_Exercise directions_. Copy the Ambiophonics text word for word between "By contrast, in" and "for loudspeaker binaural.", inclusive.

_Text segment_.
□ □ □ □

By contrast, in Ambiophonics, if one moves closer to the speakers, one hears ordinary stereo. If one moves back, the stage remains wide and very little changes. If you move to the side, you still hear both channels, which is why a center speaker is never needed. This happens because each speaker is fed both its direct signal and a slightly delayed version of the other channel plus the center channel (if present as in 5.1). In Ambiophonics, one can stand, recline, nod, or rotate the head without affecting localization. This is in contrast to using earphones where, if you move your head, the apparent stage moves with you. Headtracking is never needed for loudspeaker binaural.
Why Stereo Can't Deliver Realism Without Some Fixing
By now, every one in the industry has recognized that when a two channel recording is played back through two loudspeakers that form an 60 or 90 degree angle from the listener, that each such speaker communicates with both ears, producing interaural crosstalk. The deleterious effects of this crosstalk at both low and especially the higher frequencies have been greatly underappreciated. For openers, crosstalk is what almost always prevents any sound source from appearing to come from beyond the angular position of the loudspeakers. This result is intuitively obvious, since if we postulate an extreme-right sound source, and can safely ignore the contribution from the left speaker, we can now hear the right speaker by itself, as usual with both ears, and no matter how we turn our heads the sound will always be localized to the right speaker as in any normal hearing situation. However, if we keep the right speaker sound from getting so easily to the left ear then the brain thinks that the sound must be at a larger angle to the right, well beyond the, say 30 degree position of the loudspeaker, since, as in the concert hall, the lesser sound reaching the left ear is now fully attenuated and delayed by the head and filtered by the left pinna. So, for starters, stereo, because of its crosstalk, inadvertently compresses the width of its own sound stage.

□ □ □ □

_Supplied material_.
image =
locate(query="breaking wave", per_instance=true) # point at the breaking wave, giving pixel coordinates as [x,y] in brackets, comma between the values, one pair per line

□ □ □ □

_Response below_.
By contrast, in Ambiophonics, if one moves closer to the speakers, one hears ordinary stereo. If one moves back, the stage remains wide and very little changes. If you move to the side, you still hear both channels, which is why a center speaker is never needed. This happens because each speaker is fed both its direct signal and a slightly delayed version of the other channel plus the center channel (if present as in 5.1). In Ambiophonics, one can stand, recline, nod, or rotate the head without affecting localization. This is in contrast to using earphones where, if you move your head, the apparent stage moves with you. Headtracking is never needed for loudspeaker binaural.